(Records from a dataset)
····················

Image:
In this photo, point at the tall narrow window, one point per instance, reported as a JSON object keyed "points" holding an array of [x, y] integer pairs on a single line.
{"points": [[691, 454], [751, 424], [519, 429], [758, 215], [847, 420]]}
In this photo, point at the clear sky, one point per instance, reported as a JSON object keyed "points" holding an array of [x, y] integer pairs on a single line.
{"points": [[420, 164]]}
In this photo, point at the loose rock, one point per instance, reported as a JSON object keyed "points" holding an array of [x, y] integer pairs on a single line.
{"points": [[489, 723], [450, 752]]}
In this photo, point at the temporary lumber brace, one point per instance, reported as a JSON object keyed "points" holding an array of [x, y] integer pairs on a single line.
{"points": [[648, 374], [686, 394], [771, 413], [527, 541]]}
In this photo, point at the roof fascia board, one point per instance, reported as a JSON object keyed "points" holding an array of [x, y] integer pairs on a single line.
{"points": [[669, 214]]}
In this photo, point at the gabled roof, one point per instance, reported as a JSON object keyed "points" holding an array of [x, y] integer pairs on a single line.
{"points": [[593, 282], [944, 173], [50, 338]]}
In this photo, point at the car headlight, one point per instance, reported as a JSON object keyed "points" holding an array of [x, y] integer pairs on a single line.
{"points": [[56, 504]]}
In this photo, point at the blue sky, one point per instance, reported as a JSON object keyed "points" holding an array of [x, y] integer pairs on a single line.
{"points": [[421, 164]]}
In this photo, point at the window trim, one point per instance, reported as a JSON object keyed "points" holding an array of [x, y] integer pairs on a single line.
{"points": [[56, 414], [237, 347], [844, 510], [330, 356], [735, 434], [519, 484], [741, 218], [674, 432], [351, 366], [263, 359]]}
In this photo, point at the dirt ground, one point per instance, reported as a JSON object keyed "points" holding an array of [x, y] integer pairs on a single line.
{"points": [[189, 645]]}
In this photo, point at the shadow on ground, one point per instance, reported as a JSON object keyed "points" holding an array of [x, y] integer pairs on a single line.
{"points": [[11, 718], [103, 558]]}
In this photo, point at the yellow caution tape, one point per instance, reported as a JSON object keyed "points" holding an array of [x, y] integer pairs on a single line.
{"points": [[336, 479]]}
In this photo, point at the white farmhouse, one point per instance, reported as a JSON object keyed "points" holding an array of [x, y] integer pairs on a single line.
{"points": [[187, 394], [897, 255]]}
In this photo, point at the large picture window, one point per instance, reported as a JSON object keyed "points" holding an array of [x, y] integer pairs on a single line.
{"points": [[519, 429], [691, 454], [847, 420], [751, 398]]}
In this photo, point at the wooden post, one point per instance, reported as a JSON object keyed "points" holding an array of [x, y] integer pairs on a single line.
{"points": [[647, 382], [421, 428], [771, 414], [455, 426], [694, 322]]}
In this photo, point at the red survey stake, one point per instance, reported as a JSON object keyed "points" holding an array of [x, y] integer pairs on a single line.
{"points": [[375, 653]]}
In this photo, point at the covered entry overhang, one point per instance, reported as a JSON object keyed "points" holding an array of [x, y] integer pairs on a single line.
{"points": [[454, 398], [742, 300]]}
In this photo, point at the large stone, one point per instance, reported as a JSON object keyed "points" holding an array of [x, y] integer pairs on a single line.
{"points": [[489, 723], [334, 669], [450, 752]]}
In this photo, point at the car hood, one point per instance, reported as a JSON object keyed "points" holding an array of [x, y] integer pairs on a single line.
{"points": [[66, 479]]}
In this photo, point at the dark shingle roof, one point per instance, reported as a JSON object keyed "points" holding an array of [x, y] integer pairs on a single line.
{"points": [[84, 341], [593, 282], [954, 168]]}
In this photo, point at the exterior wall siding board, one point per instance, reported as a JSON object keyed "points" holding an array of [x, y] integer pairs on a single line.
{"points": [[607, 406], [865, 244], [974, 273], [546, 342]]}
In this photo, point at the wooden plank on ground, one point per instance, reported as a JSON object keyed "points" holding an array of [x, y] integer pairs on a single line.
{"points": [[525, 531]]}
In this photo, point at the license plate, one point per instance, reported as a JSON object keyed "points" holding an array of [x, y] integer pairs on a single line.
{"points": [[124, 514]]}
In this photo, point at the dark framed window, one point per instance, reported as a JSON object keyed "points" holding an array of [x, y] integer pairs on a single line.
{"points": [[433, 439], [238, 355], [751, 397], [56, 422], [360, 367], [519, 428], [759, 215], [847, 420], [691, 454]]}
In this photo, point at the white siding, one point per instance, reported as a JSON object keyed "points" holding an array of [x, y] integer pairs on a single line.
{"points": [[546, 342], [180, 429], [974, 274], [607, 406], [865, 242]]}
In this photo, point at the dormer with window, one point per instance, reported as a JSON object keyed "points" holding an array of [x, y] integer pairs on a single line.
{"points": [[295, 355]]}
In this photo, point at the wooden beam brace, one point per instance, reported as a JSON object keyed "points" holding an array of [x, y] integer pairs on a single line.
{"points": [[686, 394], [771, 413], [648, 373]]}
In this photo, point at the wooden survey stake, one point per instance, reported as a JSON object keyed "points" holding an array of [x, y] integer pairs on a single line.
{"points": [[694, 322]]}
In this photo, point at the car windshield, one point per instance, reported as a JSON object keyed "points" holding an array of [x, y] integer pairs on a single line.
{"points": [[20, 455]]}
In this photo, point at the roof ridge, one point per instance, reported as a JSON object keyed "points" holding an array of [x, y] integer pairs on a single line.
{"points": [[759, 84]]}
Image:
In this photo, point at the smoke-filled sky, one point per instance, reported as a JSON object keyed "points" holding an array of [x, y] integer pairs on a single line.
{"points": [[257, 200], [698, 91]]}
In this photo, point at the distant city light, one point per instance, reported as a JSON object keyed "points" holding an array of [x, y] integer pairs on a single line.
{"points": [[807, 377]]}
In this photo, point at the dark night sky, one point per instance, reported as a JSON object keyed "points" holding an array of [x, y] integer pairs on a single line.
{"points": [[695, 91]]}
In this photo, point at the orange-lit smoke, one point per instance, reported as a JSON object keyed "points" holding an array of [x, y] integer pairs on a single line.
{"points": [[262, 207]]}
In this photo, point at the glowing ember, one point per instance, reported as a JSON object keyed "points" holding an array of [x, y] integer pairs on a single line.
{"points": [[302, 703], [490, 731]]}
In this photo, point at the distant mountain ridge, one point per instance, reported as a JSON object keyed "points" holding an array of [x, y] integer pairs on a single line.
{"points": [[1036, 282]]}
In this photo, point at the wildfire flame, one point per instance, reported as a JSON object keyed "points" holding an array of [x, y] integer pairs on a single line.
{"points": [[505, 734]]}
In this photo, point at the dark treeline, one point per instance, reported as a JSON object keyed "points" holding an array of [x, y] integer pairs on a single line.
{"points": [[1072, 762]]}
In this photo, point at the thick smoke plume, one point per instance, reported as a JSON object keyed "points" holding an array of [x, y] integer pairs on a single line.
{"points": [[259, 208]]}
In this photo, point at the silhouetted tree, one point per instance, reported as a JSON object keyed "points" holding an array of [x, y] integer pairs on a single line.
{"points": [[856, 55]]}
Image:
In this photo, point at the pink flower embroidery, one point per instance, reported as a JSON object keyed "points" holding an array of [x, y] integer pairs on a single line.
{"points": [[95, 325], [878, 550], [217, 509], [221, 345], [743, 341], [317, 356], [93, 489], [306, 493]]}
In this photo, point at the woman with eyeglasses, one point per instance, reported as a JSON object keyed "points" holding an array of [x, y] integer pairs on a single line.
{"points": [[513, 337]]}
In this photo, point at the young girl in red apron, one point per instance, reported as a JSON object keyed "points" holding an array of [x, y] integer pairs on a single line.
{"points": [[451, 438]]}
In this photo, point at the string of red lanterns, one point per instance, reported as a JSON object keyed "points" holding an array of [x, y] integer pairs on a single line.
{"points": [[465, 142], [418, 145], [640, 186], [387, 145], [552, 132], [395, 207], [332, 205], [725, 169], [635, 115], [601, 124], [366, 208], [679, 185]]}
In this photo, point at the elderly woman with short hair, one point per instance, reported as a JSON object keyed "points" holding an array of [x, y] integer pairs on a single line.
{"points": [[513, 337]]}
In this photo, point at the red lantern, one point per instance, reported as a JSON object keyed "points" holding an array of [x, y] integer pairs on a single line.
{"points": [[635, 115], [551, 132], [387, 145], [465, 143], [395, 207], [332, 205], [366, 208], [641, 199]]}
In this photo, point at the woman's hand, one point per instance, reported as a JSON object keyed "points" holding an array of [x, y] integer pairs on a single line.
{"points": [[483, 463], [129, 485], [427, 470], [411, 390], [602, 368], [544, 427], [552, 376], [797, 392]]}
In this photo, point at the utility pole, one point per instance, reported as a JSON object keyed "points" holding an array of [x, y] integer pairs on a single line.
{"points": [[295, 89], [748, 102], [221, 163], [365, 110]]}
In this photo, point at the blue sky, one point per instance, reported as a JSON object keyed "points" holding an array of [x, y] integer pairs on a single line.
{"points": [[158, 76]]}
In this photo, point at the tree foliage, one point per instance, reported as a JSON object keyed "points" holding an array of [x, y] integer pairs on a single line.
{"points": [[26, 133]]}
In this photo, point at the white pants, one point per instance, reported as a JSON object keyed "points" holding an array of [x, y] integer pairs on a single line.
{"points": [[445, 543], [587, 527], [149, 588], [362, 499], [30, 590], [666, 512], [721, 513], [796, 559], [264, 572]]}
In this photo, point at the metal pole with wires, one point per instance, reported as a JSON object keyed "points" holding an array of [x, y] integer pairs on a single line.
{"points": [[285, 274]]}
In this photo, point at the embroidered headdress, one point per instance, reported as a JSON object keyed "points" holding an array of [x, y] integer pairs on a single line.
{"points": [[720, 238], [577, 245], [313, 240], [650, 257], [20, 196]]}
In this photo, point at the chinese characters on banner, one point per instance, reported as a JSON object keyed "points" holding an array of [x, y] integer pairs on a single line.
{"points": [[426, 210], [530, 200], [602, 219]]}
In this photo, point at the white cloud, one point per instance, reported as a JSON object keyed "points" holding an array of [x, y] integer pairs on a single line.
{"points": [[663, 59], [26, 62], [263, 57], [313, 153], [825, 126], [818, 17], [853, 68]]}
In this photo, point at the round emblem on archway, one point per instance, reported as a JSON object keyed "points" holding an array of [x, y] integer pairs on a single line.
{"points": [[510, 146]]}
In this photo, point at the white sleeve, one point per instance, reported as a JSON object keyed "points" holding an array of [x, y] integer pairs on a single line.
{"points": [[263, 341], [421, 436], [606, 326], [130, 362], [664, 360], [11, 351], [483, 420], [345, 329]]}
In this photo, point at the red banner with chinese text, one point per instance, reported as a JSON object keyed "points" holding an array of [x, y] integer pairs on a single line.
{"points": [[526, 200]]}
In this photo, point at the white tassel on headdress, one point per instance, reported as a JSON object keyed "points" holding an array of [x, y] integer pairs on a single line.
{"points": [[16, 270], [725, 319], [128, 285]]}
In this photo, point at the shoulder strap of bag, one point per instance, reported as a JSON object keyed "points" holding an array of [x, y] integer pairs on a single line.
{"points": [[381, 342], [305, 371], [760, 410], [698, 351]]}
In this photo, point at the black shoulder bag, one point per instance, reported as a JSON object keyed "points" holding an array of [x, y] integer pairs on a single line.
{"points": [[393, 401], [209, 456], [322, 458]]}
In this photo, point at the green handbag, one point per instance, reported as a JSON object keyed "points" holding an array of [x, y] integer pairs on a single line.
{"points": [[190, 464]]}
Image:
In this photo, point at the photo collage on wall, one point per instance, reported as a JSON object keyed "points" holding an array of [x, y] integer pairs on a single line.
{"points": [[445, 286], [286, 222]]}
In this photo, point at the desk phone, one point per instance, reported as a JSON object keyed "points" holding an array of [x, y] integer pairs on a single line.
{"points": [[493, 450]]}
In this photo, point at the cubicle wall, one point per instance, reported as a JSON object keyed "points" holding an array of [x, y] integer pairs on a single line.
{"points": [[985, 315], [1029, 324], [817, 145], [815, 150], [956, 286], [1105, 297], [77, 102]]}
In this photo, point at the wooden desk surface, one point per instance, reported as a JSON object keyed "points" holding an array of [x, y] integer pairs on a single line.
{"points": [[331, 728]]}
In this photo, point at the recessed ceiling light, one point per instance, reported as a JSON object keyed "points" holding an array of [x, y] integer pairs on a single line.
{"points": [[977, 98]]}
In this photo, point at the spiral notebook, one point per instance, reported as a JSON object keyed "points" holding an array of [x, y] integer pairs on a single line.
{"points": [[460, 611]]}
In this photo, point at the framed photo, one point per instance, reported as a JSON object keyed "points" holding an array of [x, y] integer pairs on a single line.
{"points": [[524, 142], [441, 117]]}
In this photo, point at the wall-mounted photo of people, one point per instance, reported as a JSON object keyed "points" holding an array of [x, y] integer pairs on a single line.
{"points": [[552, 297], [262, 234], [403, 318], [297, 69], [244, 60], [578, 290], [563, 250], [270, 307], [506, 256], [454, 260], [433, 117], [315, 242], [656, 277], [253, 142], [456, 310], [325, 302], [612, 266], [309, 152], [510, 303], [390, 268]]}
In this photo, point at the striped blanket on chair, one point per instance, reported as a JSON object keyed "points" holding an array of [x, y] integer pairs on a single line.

····················

= What is expected =
Transcribe exactly, and only, the lines from the one bearing "In this photo, point at the framed" through the last line of the entries, counting both.

= Exercise output =
In this photo, point at the framed photo, one point per instance, reported as a JSON object keyed "points" holding an array of [x, y] integer pairs on a single line.
{"points": [[524, 142], [441, 117]]}
In this photo, point at the wall-mounted photo of people, one point per instance, reported as a JSON object keyed "points" holding an array of [x, y] integer pairs on a single line.
{"points": [[552, 297], [262, 234], [403, 318], [297, 69], [244, 60], [578, 290], [563, 250], [270, 307], [506, 256], [454, 260], [433, 117], [315, 242], [656, 277], [253, 142], [456, 310], [325, 302], [612, 266], [309, 152], [510, 303], [390, 268]]}
In this photo, point at the striped blanket on chair, one point per instance, reported as a JSON object keyed "points" holding an array of [x, y] integer pairs on a single line.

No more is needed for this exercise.